(WHAT THE TASK ASKS):
Retype all of the lines below with no changes.

Referring expression data
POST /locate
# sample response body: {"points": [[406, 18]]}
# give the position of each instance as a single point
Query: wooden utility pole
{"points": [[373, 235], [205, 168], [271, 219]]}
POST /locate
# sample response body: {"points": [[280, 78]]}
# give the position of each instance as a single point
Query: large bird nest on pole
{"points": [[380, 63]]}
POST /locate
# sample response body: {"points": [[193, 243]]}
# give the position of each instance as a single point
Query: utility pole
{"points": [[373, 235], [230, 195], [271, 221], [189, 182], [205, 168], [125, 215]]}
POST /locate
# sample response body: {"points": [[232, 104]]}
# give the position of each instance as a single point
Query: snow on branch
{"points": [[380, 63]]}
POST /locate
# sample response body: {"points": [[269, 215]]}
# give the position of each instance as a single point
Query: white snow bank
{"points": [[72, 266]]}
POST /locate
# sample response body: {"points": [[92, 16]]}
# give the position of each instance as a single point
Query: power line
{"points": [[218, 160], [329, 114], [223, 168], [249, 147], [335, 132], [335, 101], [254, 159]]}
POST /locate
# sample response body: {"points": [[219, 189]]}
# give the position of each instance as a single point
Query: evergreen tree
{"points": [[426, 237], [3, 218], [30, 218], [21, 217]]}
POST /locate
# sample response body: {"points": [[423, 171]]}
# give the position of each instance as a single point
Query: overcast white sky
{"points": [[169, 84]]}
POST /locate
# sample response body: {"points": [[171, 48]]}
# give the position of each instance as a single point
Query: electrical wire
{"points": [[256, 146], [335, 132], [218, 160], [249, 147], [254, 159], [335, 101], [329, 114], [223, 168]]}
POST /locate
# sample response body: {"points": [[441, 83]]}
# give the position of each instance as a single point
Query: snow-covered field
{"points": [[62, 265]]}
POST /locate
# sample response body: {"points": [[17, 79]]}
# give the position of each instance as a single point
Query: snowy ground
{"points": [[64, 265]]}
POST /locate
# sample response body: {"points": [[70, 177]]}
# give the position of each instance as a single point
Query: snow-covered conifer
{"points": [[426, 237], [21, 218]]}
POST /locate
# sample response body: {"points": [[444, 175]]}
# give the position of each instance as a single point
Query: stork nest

(OUTPUT FOR THIS TASK):
POST /locate
# sample response body: {"points": [[406, 18]]}
# give the position of each instance as a single point
Query: wooden utility pole
{"points": [[373, 235], [205, 168], [271, 219]]}
POST /locate
# sample response body: {"points": [[280, 78]]}
# give the position of each instance as a single point
Query: large bird nest on pole
{"points": [[380, 63]]}
POST /locate
# sample response body: {"points": [[193, 243]]}
# give the position of each instance as a single point
Query: utility pole
{"points": [[373, 235], [230, 195], [271, 221], [189, 182], [205, 168], [125, 215]]}
POST /locate
# sample response body: {"points": [[232, 104]]}
# give the position of each instance as a single point
Query: snow on branch
{"points": [[380, 63]]}
POST /locate
# sample response body: {"points": [[269, 215]]}
# give the position of each instance as a single point
Query: white snow bank
{"points": [[72, 266]]}
POST /locate
# sample response body: {"points": [[92, 16]]}
# give the position of each instance as a single point
Query: power line
{"points": [[218, 160], [329, 114], [223, 168], [249, 147], [335, 132], [335, 101], [254, 159]]}
POST /locate
# sample response body: {"points": [[219, 189]]}
# give the position of each instance as a single point
Query: evergreen tree
{"points": [[426, 237], [3, 218], [30, 218], [21, 217]]}
POST /locate
# sample response body: {"points": [[423, 171]]}
# give the position of each instance as a single point
Query: overcast white sky
{"points": [[169, 84]]}
POST /locate
# sample response body: {"points": [[171, 48]]}
# give the position of each instance as a single point
Query: electrical wire
{"points": [[256, 146], [335, 132], [218, 160], [249, 147], [254, 159], [335, 101], [329, 114], [223, 168]]}
POST /locate
# sample response body: {"points": [[441, 83]]}
# give the position of each instance as a single point
Query: snow-covered field
{"points": [[62, 265]]}
POST /locate
# sample response body: {"points": [[17, 79]]}
# give the position of each instance as a single point
Query: snowy ground
{"points": [[64, 265]]}
POST /locate
# sample response body: {"points": [[70, 177]]}
# give the position of each instance as a single point
Query: snow-covered conifer
{"points": [[426, 237], [21, 218]]}
POST /locate
# sample response body: {"points": [[444, 175]]}
# give the position of each instance as a single point
Query: stork nest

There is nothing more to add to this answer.